> [EXERCICE PROPOSÉ 1]:
Recopiez à l'identique la partie du passage sur la guerre qui s'ouvre sur les mots contenant "La guerre force" et se termine par "le rendre monstre.".
---------- PASSAGE FOURNI
Mais en grand homme, je fus le premier à mesurer ce que l’on nomme le bien et ce que l’on nomme le mal. Je n’omis cependant pas de nuancer ; comme restent en vigueur les lois originelles, la mort est le crime le plus mauvais et blâmable si elle n’est jamais légitimée ; dans le cas de la défense, de la haine, du rapport de force stérile et vain, elle est une solution entendue s’il n’existe pas d’autre choix. C’est pourquoi nous tentons d’éviter tant que possible la guerre que nous subissons, et que nous avons provoquée.
La guerre force à ne pas punir les crimes les plus odieux, car même le plus unique des hommes sombre dans l’anonymat ; l’anonymat, la masse, le peuple rend tout possible et régner seul n’offre pas d’autre solution que de le rendre monstre.

-
Quand le pays fut pillé par un enfant sans rien d’autre que sa troupe, ses jouets, et ses masques, j’étais là.
--------------------
---------- MATÉRIAUX FOURNIS
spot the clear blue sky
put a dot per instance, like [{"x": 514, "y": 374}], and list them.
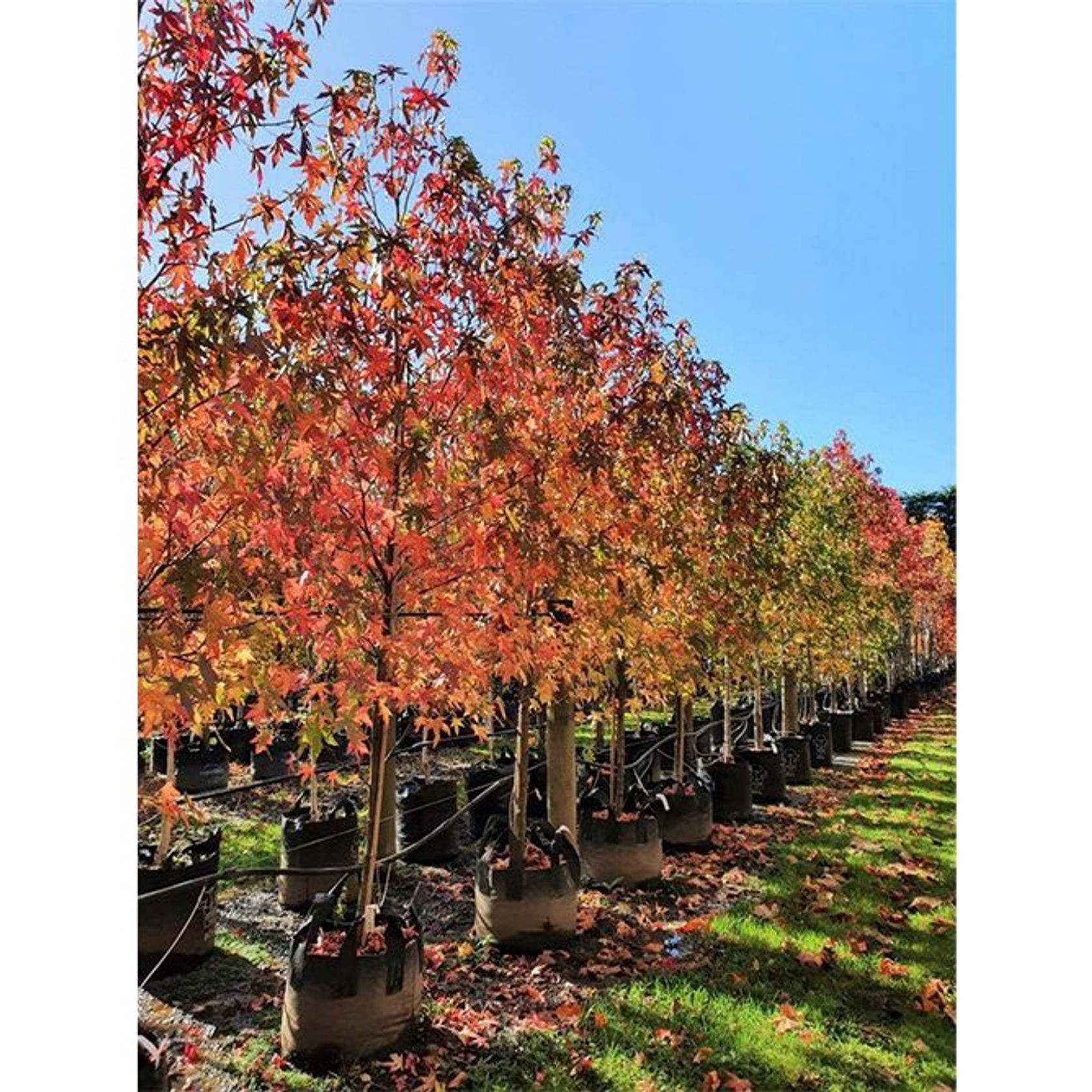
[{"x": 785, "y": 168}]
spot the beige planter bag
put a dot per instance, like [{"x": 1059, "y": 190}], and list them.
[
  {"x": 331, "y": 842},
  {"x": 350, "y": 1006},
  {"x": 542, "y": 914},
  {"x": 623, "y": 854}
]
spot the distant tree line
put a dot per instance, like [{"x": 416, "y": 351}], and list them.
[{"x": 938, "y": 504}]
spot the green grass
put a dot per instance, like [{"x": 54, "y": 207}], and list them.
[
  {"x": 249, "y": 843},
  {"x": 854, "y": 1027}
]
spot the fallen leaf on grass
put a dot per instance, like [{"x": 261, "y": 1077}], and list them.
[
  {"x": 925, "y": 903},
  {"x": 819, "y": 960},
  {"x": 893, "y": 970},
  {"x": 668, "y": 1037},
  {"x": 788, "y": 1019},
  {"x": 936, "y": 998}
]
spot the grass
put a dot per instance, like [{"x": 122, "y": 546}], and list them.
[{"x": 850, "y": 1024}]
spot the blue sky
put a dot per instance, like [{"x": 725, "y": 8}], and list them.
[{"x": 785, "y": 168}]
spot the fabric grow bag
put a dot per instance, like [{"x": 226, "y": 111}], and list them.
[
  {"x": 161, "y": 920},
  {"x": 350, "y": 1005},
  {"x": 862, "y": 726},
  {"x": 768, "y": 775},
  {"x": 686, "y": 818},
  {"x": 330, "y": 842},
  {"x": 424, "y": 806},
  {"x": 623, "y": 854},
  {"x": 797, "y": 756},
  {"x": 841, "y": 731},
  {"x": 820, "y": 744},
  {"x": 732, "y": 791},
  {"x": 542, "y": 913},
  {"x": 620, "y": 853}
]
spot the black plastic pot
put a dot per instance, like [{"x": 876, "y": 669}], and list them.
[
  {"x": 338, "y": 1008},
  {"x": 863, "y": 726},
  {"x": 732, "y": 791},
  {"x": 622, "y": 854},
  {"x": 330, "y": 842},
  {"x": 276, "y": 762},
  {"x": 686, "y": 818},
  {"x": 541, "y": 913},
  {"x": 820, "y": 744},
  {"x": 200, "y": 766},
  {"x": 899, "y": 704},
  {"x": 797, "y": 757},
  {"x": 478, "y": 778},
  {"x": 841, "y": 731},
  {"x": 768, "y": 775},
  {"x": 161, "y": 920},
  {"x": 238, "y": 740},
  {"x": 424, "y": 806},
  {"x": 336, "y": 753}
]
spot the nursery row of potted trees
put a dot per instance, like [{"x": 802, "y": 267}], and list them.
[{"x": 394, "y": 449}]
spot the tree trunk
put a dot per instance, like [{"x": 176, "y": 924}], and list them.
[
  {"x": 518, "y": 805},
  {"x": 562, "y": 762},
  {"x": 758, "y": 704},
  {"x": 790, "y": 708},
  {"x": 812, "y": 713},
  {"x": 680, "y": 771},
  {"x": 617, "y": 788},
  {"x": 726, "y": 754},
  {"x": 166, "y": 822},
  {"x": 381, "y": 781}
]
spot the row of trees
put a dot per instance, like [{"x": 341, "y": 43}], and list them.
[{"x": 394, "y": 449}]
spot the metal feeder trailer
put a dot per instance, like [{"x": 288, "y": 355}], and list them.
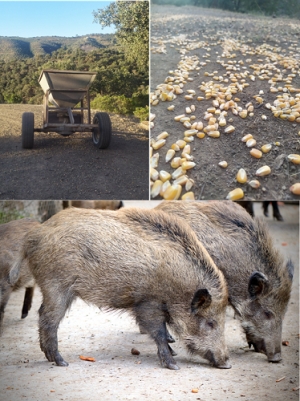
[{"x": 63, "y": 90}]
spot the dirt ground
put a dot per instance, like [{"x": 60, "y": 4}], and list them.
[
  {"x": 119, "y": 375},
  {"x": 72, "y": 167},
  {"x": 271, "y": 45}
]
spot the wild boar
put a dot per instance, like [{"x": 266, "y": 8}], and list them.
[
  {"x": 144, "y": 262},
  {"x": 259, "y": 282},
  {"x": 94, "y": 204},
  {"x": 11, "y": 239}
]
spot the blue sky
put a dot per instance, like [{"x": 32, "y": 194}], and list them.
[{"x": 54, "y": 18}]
--------------------
> [EXERCICE PROPOSÉ 2]:
Renvoyez chaque ligne des enregistrements ci-dessus qui contient la chaîne "trees".

> [RÉPONSE RÉDIGÉE 1]:
La guerre force à ne pas punir les crimes les plus odieux, car même le plus unique des hommes sombre dans l’anonymat ; l’anonymat, la masse, le peuple rend tout possible et régner seul n’offre pas d’autre solution que de le rendre monstre.

> [RÉPONSE RÉDIGÉE 2]:
spot the nursery row of potted trees
spot the row of trees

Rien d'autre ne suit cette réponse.